(Working data):
--

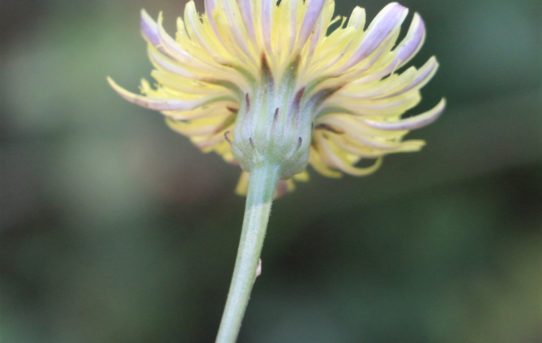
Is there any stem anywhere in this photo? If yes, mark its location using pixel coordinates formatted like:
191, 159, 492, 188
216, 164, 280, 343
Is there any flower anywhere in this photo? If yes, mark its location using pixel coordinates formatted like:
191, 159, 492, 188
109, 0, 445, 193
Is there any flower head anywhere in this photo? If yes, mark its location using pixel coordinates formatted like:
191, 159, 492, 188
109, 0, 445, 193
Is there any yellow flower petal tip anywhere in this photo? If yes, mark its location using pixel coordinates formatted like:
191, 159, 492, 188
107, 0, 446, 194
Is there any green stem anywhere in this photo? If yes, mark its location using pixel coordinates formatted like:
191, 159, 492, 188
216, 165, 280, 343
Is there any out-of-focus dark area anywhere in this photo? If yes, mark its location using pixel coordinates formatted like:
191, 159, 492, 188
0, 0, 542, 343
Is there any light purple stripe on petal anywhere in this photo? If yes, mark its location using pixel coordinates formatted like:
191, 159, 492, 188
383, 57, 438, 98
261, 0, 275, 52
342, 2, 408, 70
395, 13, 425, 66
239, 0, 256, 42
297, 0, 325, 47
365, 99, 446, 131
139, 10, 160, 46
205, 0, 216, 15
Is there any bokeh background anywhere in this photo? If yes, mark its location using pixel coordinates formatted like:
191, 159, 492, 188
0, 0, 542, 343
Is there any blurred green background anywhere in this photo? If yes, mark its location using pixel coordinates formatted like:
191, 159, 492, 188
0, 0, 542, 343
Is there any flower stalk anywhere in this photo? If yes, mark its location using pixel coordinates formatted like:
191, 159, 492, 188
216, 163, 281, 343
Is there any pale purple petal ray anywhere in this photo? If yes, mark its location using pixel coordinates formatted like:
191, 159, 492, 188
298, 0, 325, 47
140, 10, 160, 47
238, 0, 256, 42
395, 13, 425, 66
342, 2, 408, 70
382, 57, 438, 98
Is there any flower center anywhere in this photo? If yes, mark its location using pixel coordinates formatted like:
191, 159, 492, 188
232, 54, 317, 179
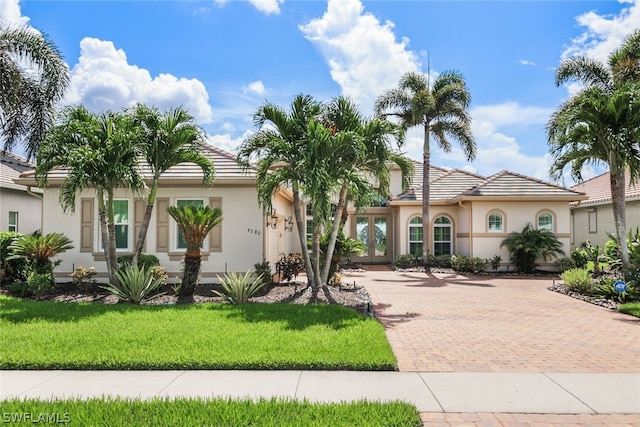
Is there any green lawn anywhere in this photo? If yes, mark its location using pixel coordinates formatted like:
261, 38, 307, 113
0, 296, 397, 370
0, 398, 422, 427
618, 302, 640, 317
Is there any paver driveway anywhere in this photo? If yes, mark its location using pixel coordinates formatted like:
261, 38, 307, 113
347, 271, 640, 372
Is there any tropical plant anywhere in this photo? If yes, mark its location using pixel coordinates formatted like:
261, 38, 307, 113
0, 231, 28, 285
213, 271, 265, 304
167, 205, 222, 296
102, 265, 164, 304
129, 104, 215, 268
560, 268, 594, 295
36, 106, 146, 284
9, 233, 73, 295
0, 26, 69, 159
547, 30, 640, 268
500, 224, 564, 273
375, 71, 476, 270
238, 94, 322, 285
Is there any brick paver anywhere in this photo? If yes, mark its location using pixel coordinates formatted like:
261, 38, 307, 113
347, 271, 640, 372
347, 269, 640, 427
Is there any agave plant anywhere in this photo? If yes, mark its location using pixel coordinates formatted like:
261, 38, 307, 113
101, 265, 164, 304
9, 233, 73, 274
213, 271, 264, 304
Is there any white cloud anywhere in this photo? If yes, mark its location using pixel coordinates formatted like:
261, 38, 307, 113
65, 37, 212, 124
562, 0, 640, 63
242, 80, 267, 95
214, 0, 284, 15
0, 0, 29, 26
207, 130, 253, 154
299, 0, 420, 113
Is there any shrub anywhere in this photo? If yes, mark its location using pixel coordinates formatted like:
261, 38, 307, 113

--

(What is expected): Reproduce all of the data above word for word, leaving out the pictures.

(Exercise output):
Is there any stem anywhere in this photo? If yes, mark its location using pixel coordinates formatted like:
191, 159, 492, 188
216, 164, 280, 343
Is there any flower anywhere in this photo? If yes, mark its location using pixel coordinates formatted like:
191, 159, 492, 188
109, 0, 445, 193
Is there any flower head anywhere in this photo? If yes, mark its location using pixel coordinates formatted like:
191, 159, 492, 188
109, 0, 445, 193
Is there any yellow flower petal tip anywhere in this photo? If yes, mark its location using pixel coordinates formatted like:
191, 159, 492, 188
107, 0, 446, 194
Is there any green stem anywhere in this photo? If yes, mark its location using pixel coordinates formatted like:
191, 159, 492, 188
216, 165, 280, 343
Is there any out-of-focus dark area anywhere in this photo? If yes, mark its location using pixel coordinates formatted like:
191, 159, 492, 188
0, 0, 542, 343
Is there any light purple stripe on petal anywhere in this photo? If yes, mark its location using pixel coordinates formatted like:
191, 159, 492, 188
383, 57, 438, 98
261, 0, 275, 52
342, 2, 408, 70
395, 13, 425, 66
239, 0, 256, 42
297, 0, 325, 47
365, 99, 446, 131
139, 10, 160, 46
205, 0, 216, 15
Is there any bokeh background anywhere in this photo? If yes, mark its location using pixel coordinates formatted like:
191, 159, 492, 188
0, 0, 542, 343
Is there any blurred green background anywhere in this photo? If yes, mark its location using pixel coordinates formatted like:
191, 159, 492, 188
0, 0, 542, 343
Is there any flower stalk anywhere in this photo? If yes, mark its location using pixel coordinates formatted like:
191, 159, 492, 188
216, 163, 281, 343
Is there any pale purple petal ray anywhere in this photo? If yes, mark its location using pixel coordinates formatted like:
191, 159, 492, 188
298, 0, 325, 47
140, 10, 160, 47
238, 0, 256, 42
395, 13, 425, 66
342, 2, 408, 70
382, 57, 438, 98
Is there any flower center anywhere in this photo? If yes, mark its location using pixel coordinates formatted like:
191, 159, 492, 188
232, 54, 317, 179
Is there any green lawn anywhere in this photo? If yes, mark its location using pixel coordinates formatted like:
261, 38, 307, 113
0, 296, 397, 370
0, 398, 422, 427
618, 302, 640, 317
Is there any paver driveway anywhere in this photo? If yes, mark its location using pixel coordinates formatted like:
261, 38, 307, 113
347, 271, 640, 372
Is there any tropical plant anywhere in this photo? If yes, mark its location using pixel coordinates formatted like:
261, 38, 307, 113
0, 231, 28, 285
213, 271, 265, 304
167, 205, 222, 296
102, 265, 164, 304
129, 104, 215, 268
560, 268, 594, 295
36, 106, 146, 284
9, 233, 73, 295
0, 26, 69, 159
547, 30, 640, 268
500, 224, 564, 273
375, 71, 476, 270
238, 94, 322, 285
Is there any brick paver anywhere in this photo? If yes, mark its location using pixel coordinates formatted like:
261, 38, 307, 113
347, 271, 640, 372
347, 269, 640, 427
Is there any agave plant anywhere in this photo? If yes, mark its location using pixel coordinates formatted like:
261, 38, 307, 113
101, 265, 164, 304
9, 233, 73, 274
213, 271, 264, 304
Is there any white cloud anywhere in this photo? If yes, mark its location using pixel coordinates formatted like:
261, 38, 307, 113
65, 37, 212, 124
562, 0, 640, 63
242, 80, 267, 95
214, 0, 284, 15
0, 0, 29, 26
207, 130, 253, 154
299, 0, 420, 113
Is there any shrub anywhere in this photo? If yes, mark its location using pixel coordinates formatted like:
261, 38, 307, 113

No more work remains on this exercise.